++++ Information supplied ++++

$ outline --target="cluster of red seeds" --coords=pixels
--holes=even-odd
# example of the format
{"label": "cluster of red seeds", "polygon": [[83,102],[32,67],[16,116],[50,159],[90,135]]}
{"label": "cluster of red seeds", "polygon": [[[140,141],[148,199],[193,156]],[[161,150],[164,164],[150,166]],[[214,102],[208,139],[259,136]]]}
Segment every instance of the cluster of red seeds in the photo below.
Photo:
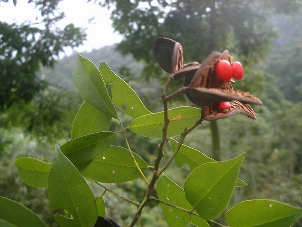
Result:
{"label": "cluster of red seeds", "polygon": [[[230,80],[232,77],[236,80],[241,80],[243,77],[243,67],[239,62],[234,62],[231,65],[228,61],[219,61],[216,65],[215,71],[217,76],[224,81]],[[219,107],[221,109],[231,109],[231,103],[219,102]]]}

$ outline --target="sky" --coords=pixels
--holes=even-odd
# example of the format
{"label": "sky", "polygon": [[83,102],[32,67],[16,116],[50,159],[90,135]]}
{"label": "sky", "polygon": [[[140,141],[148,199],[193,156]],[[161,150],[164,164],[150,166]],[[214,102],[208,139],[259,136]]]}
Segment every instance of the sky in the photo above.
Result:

++++

Leave out the pictures and repeat everything else in the records exactly.

→ **The output**:
$ outline --target="cluster of red seeds" --coords=pixels
--holes=even-odd
# example of the format
{"label": "cluster of red seeds", "polygon": [[83,102],[32,67],[16,116],[50,159],[90,135]]}
{"label": "cluster of red seeds", "polygon": [[[140,141],[148,199],[193,156]],[[161,150],[164,164],[150,166]],[[214,102],[208,139],[259,136]]]}
Segment every instance of the cluster of red seeds in the photo below.
Photo:
Result:
{"label": "cluster of red seeds", "polygon": [[[230,80],[232,77],[236,80],[241,80],[243,77],[243,67],[239,62],[234,62],[231,65],[228,61],[219,61],[216,65],[215,71],[217,76],[224,81]],[[219,107],[221,109],[231,109],[231,103],[219,102]]]}

$ outline --target="sky" --coords=pixels
--holes=even-odd
# example of the format
{"label": "sky", "polygon": [[83,102],[32,67],[16,116],[50,159],[90,135]]}
{"label": "sky", "polygon": [[[140,141],[148,199],[193,156]],[[161,150],[164,164],[150,166]],[[214,102],[208,139],[259,136]]]}
Segment every instance of the sky in the photo above.
Result:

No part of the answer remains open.